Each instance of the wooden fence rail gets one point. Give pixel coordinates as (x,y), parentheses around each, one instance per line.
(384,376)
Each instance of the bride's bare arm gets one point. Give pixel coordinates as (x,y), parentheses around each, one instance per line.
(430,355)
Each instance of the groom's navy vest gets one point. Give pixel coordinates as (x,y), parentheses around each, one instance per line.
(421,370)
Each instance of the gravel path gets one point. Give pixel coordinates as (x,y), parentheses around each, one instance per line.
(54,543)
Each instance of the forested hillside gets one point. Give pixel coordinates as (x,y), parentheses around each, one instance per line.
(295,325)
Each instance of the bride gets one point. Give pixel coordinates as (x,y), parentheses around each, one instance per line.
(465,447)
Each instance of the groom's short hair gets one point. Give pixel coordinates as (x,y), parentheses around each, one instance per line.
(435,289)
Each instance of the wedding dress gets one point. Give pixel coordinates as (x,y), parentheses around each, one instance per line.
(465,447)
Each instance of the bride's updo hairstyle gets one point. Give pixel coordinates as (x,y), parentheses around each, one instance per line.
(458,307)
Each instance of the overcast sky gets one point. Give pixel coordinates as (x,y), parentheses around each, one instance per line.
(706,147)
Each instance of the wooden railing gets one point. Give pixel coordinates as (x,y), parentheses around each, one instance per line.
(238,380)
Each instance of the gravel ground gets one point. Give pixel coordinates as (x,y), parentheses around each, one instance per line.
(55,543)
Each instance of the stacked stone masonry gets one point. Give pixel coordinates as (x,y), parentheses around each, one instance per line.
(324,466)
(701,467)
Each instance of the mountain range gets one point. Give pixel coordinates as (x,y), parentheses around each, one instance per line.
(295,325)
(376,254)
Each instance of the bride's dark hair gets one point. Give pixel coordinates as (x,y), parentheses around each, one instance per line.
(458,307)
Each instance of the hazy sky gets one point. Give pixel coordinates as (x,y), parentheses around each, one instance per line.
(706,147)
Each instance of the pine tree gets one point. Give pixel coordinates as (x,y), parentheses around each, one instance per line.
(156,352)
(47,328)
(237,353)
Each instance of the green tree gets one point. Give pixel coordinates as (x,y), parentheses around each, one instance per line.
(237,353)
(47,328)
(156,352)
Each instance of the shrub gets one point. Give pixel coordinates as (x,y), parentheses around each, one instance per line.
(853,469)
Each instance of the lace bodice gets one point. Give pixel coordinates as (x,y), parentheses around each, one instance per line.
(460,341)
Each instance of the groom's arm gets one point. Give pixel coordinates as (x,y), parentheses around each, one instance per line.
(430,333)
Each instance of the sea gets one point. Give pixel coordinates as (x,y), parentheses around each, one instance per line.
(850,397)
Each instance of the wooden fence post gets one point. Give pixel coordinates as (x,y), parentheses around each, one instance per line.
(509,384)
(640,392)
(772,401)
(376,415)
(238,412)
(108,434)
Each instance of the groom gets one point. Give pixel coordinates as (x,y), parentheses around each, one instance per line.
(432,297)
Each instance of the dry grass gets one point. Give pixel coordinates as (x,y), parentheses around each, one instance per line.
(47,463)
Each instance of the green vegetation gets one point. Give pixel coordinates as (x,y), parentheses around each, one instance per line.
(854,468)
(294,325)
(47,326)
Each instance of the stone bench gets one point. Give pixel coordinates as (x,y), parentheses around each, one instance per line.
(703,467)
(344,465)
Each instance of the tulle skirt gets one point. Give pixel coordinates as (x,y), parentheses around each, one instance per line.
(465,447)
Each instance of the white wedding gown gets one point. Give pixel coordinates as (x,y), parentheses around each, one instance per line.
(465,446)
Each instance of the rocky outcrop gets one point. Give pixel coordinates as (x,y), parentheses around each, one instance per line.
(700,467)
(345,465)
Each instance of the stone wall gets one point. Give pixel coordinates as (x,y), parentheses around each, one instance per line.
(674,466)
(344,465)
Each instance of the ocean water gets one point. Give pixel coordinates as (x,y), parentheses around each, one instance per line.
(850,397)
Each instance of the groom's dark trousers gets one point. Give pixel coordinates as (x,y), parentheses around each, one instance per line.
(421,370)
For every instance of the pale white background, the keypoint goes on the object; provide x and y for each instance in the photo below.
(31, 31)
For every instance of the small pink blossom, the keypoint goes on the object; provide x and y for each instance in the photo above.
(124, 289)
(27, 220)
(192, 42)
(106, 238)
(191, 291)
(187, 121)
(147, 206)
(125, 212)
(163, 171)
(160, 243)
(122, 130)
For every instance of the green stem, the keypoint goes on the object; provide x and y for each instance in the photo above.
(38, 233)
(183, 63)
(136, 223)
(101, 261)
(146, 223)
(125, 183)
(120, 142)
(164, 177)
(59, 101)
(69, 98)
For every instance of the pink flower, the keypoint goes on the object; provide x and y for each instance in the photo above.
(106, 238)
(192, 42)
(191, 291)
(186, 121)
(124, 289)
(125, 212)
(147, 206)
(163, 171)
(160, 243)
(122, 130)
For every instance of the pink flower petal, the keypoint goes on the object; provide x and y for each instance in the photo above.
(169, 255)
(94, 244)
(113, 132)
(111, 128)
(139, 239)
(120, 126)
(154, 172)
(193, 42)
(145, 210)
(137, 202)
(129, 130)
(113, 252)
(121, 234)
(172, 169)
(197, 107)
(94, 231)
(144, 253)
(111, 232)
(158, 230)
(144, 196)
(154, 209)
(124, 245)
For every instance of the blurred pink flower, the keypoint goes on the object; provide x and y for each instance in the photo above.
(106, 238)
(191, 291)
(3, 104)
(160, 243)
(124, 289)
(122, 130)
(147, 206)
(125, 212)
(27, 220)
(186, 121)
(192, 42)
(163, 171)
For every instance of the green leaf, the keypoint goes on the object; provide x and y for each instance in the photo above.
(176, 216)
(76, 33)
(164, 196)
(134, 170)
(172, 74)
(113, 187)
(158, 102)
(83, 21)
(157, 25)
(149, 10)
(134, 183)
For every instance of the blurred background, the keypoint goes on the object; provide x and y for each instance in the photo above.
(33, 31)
━━━━━━━━
• **Exercise aim**
Exact repetition of every record is required.

• **Solution below**
Each instance of the wooden fence rail gets one point. Give pixel coordinates as (x,y), parentheses around each, one instance per line.
(384,376)
Each instance of the bride's bare arm gets one point. Give pixel coordinates as (x,y), parentheses around each, one instance per line.
(430,355)
Each instance of the groom's navy vest gets one point. Give pixel coordinates as (x,y), parentheses around each, one instance per line.
(421,370)
Each instance of the gravel path gets one point. Give pixel coordinates as (x,y), parentheses around each, one instance per line.
(54,543)
Each instance of the forested hillside gets one point. Give pixel coordinates as (x,y), parentheses around each, one instance per line.
(295,325)
Each instance of the bride gets one point. Give pixel coordinates as (x,y), parentheses around each, one instance per line.
(465,447)
Each instance of the groom's short hair gets one point. Give pixel coordinates as (x,y), parentheses around each, one instance per line.
(435,289)
Each instance of the wedding dress gets one point. Give pixel coordinates as (x,y), parentheses around each, one instance per line.
(465,447)
Each instance of the bride's updo hairstyle gets one point. Give pixel coordinates as (x,y), parentheses around each, one instance per line.
(458,307)
Each instance of the overcast sky gets one point. Give pixel coordinates as (x,y), parentheses around each, one instance per line.
(706,147)
Each instance of the wooden railing gets one point. Give pixel coordinates as (x,y), parentheses around each, one instance per line.
(238,380)
Each instance of the gravel ground gets one point. Give pixel coordinates as (x,y), parentheses around each, one instance per line.
(55,543)
Each instance of the stacked stone masonry gets one point. Give pixel coordinates as (x,y), parentheses around each, one instance per line.
(324,466)
(701,467)
Each instance of the mountain range gets one point. Give pixel coordinates as (x,y), parentheses around each, one instance per line.
(295,325)
(376,254)
Each instance of the bride's dark hair gets one point. Give pixel coordinates as (x,y), parentheses around each, one instance per line.
(458,307)
Each instance of the hazy sky gets one point. Give pixel coordinates as (x,y), parentheses around each, one instance per line.
(706,147)
Each instance of the pine tree gets one point. Give pixel coordinates as (x,y), parentheses around each, one instance per line.
(156,352)
(47,328)
(237,353)
Each instance of the green tree gets one point. Give pixel coordinates as (x,y), parentheses around each, one instance per line.
(237,353)
(47,328)
(156,352)
Each instance of the shrub gets one point. Give pixel coordinates as (x,y), parentheses around each, one instance per line.
(853,469)
Each instance of the lace bodice gets one point. Give pixel coordinates as (x,y), parentheses around each, one instance per line.
(460,341)
Each instance of the groom's arm gets one point. Give pixel coordinates as (x,y), parentheses around each, one instance per line.
(430,333)
Each instance of the sea gets one point. Give pixel coordinates as (x,y), parentheses around each, one instance per line.
(850,397)
Each instance of the wooden fence post gets one point. Give pixel coordinates as (x,y), parentheses around each, one instance per line.
(509,384)
(640,392)
(772,401)
(376,415)
(238,412)
(108,434)
Each instance of the groom gets one point. Give pixel coordinates as (x,y), parentheses around each, one instance per line.
(432,297)
Each instance of the dry grass gets one point. Give pixel coordinates as (x,y), parentheses around each, one instance per line.
(47,463)
Each instance of the green vegetation gets one point. Give pixel coordinates as (x,y), parentheses around each, one instance per line.
(854,468)
(294,325)
(47,326)
Each instance of the stone bench gets one point. Give pixel coordinates as (x,y), parentheses around each, one instance per line.
(703,467)
(344,465)
Each instance of the tulle skirt gets one point. Give pixel coordinates as (x,y), parentheses around each, one instance per line.
(465,447)
Each instance of the white wedding gown gets one point. Give pixel coordinates as (x,y), parentheses around each, one instance per line.
(465,446)
Each instance of the rocky outcrop gets one point. Give pixel coordinates as (x,y), parentheses around each, one instance per line.
(700,467)
(345,465)
Each instance of the stone wall gets one point. Give pixel coordinates as (x,y), parentheses around each, one instance per line.
(674,466)
(344,465)
Each instance of the ocean water gets one point. Give pixel coordinates as (x,y), parentheses around each, one instance per line.
(850,397)
Each instance of the groom's dark trousers gets one point. Give pixel coordinates as (x,y), parentheses around each, one instance per line.
(421,370)
For every instance of the pale white background, the keypoint goes on the object; provide x and y for each instance in the photo below.
(31, 31)
For every instance of the small pink blossom, the keypoint goes on the object; provide x and y for each instance in the photo above.
(124, 289)
(27, 220)
(192, 42)
(106, 238)
(191, 291)
(187, 121)
(147, 206)
(125, 212)
(163, 171)
(160, 243)
(122, 130)
For every instance of the green stem, the keypoint goes on the object; provide x and y for each instance in the photo above.
(38, 233)
(183, 63)
(136, 223)
(101, 261)
(146, 223)
(125, 183)
(120, 142)
(164, 177)
(59, 101)
(69, 98)
For every instance of the pink flower, the keypoint goes on the object; provide x and y for each instance in the photo above.
(106, 238)
(192, 42)
(191, 291)
(186, 121)
(124, 289)
(125, 212)
(147, 206)
(163, 171)
(160, 243)
(122, 130)
For every instance of the pink flower petal, the keypoint goes on the object; provide x and y for each instance in the photo above.
(169, 255)
(94, 244)
(113, 132)
(111, 128)
(139, 239)
(120, 126)
(154, 172)
(193, 42)
(145, 210)
(137, 202)
(129, 130)
(113, 252)
(121, 234)
(172, 169)
(197, 107)
(94, 231)
(144, 253)
(111, 232)
(158, 230)
(144, 196)
(154, 209)
(124, 245)
For every instance of the blurred pink flower, the keypoint goes on the object; provide x and y for each instance in the photo above.
(106, 238)
(191, 291)
(3, 104)
(160, 243)
(124, 289)
(122, 130)
(147, 206)
(125, 212)
(27, 220)
(186, 121)
(192, 42)
(163, 171)
For every instance of the green leaf, the keypoint goes on the object; provide x and y for each instance in the photo above.
(176, 216)
(76, 33)
(164, 196)
(134, 170)
(172, 74)
(113, 187)
(158, 102)
(83, 21)
(157, 25)
(149, 10)
(134, 183)
For every instance of the blurred background, the keypoint goes on the object; provide x and y for each instance in the photo above.
(33, 31)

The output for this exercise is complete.